(WHAT IS BEING ASKED): Please quote exactly the lines below from the line containing "target=white wristband" to the line containing "target=short dark hair", both lines included, and nothing else.

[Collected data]
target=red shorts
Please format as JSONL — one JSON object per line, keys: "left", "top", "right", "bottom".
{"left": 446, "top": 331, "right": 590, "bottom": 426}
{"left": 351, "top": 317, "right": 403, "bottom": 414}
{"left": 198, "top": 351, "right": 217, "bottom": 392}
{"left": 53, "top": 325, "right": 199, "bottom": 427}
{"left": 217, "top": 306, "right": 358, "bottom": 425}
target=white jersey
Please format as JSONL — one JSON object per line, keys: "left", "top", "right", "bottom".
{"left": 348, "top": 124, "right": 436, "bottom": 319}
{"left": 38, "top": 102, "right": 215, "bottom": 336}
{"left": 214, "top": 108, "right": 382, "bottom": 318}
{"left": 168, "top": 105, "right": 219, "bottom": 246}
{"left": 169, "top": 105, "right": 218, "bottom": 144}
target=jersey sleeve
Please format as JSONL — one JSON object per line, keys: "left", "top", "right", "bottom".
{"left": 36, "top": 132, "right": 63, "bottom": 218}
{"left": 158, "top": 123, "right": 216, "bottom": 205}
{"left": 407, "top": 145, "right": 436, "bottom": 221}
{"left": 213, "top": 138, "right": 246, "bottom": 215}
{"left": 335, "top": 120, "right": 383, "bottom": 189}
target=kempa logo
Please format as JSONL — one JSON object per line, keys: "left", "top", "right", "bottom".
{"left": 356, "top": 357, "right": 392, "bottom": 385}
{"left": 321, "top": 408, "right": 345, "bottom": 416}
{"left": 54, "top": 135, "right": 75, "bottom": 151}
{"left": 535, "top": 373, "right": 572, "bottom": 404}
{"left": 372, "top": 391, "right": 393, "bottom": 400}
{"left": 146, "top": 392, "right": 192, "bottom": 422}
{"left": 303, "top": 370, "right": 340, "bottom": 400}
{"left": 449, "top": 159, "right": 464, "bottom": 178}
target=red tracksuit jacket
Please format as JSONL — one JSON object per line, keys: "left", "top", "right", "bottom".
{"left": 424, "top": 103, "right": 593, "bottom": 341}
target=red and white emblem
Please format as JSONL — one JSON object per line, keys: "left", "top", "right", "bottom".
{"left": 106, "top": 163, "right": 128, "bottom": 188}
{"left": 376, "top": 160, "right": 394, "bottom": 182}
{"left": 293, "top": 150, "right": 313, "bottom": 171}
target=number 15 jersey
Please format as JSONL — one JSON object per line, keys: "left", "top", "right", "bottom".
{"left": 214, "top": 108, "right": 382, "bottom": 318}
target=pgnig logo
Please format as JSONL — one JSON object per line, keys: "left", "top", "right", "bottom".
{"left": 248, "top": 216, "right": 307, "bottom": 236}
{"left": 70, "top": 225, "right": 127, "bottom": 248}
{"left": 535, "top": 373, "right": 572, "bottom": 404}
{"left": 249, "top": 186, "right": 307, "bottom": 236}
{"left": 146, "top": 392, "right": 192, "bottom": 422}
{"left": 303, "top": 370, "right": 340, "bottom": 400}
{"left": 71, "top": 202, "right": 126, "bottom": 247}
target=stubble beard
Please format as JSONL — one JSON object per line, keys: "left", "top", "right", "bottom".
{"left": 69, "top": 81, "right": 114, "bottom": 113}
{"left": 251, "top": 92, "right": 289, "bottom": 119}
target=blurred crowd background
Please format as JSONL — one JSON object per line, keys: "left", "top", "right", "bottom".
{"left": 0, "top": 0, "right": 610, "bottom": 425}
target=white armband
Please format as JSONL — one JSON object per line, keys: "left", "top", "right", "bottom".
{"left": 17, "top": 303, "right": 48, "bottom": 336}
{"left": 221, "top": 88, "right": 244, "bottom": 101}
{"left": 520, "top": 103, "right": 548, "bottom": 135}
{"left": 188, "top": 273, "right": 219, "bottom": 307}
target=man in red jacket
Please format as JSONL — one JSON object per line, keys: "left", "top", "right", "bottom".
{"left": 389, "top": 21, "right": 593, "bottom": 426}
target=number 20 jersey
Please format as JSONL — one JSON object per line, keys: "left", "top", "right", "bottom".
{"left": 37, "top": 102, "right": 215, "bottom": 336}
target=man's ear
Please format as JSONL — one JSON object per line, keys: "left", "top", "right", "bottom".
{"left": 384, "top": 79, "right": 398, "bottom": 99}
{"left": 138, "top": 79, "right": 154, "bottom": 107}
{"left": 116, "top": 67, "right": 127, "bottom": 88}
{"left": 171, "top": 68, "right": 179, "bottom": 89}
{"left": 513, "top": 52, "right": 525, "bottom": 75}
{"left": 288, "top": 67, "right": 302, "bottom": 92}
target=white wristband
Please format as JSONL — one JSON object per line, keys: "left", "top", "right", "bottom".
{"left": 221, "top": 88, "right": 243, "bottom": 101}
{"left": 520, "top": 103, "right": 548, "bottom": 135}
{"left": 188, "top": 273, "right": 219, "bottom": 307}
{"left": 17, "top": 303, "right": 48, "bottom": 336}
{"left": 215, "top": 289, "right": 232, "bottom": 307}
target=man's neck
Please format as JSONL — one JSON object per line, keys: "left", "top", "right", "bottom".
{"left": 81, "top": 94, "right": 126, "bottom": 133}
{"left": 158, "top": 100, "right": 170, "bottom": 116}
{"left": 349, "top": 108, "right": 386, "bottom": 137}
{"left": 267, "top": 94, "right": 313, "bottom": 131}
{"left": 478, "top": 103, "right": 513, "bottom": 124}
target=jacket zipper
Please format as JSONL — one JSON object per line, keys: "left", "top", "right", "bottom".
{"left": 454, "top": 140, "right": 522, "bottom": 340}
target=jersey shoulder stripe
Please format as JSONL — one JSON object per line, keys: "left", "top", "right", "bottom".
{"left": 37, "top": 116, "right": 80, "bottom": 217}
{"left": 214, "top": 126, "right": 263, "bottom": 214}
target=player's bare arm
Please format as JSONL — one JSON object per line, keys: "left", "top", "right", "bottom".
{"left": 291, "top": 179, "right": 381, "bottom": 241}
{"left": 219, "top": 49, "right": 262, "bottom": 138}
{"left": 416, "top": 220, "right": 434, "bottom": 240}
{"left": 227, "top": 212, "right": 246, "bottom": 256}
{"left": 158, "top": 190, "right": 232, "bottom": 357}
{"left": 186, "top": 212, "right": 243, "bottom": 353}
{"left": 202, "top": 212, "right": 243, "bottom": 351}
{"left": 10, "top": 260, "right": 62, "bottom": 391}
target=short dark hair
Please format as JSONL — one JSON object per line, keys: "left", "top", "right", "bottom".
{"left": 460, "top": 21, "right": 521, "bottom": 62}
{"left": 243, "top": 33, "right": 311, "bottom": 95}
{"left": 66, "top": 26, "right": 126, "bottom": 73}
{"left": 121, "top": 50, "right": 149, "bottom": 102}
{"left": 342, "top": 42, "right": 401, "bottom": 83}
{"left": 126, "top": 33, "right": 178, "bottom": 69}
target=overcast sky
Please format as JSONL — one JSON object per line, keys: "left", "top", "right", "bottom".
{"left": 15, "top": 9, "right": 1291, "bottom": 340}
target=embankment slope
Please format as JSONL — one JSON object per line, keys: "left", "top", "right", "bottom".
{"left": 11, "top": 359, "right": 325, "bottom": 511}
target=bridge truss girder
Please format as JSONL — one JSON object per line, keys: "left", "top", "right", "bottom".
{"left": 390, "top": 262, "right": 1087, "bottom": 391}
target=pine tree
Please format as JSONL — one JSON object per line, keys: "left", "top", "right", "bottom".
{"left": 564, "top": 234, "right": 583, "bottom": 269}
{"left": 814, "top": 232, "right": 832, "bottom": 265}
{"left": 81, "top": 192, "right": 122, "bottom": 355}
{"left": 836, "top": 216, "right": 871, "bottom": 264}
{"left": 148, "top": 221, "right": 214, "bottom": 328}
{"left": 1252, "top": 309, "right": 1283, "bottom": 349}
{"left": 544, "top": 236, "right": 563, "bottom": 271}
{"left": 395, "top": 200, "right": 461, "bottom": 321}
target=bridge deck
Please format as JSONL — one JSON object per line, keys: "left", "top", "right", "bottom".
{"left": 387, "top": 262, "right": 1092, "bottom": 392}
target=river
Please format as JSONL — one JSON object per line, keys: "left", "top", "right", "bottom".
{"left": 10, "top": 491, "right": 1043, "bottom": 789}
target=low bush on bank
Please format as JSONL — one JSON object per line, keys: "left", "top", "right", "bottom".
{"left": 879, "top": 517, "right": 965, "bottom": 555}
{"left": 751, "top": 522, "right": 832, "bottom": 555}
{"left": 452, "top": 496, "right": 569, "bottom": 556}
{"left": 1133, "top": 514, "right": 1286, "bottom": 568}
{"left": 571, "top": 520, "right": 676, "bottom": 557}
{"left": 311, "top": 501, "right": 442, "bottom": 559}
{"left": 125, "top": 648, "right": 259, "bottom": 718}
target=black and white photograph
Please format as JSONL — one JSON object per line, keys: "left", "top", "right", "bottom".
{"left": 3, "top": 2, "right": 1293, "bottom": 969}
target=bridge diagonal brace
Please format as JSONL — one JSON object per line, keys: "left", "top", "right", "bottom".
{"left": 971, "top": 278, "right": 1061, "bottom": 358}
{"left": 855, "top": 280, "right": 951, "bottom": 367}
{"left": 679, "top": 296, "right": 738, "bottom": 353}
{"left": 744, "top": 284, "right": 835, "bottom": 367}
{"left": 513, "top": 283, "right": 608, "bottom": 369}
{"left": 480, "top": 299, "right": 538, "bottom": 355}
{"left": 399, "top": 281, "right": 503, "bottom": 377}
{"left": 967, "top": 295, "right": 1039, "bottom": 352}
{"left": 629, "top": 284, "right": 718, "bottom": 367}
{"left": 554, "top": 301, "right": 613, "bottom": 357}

(SOLUTION TO THIS EXERCISE):
target=white wristband
Please format as JSONL — one JSON object per line, keys: "left", "top", "right", "bottom".
{"left": 221, "top": 88, "right": 243, "bottom": 101}
{"left": 520, "top": 103, "right": 548, "bottom": 135}
{"left": 188, "top": 273, "right": 219, "bottom": 307}
{"left": 17, "top": 303, "right": 48, "bottom": 336}
{"left": 215, "top": 289, "right": 232, "bottom": 307}
target=man's neck
Please format as JSONL — one JSON object per line, keys: "left", "top", "right", "bottom".
{"left": 81, "top": 94, "right": 126, "bottom": 133}
{"left": 158, "top": 100, "right": 170, "bottom": 116}
{"left": 349, "top": 108, "right": 386, "bottom": 137}
{"left": 267, "top": 94, "right": 313, "bottom": 131}
{"left": 478, "top": 103, "right": 513, "bottom": 124}
target=jacket zipper
Please format as JSONL — one JSON object per line, keys: "left", "top", "right", "bottom".
{"left": 454, "top": 140, "right": 522, "bottom": 340}
target=jersey shoulder stripe
Please format as JSONL — one JSON object per line, keys: "left", "top", "right", "bottom".
{"left": 37, "top": 116, "right": 80, "bottom": 217}
{"left": 214, "top": 126, "right": 263, "bottom": 214}
target=player's bare arm
Please format as JSONL — one JSON object per line, keys: "left", "top", "right", "bottom".
{"left": 291, "top": 179, "right": 381, "bottom": 241}
{"left": 219, "top": 49, "right": 262, "bottom": 138}
{"left": 416, "top": 220, "right": 434, "bottom": 240}
{"left": 227, "top": 212, "right": 246, "bottom": 256}
{"left": 158, "top": 190, "right": 232, "bottom": 357}
{"left": 186, "top": 212, "right": 243, "bottom": 353}
{"left": 202, "top": 212, "right": 243, "bottom": 351}
{"left": 10, "top": 260, "right": 62, "bottom": 391}
target=short dark hair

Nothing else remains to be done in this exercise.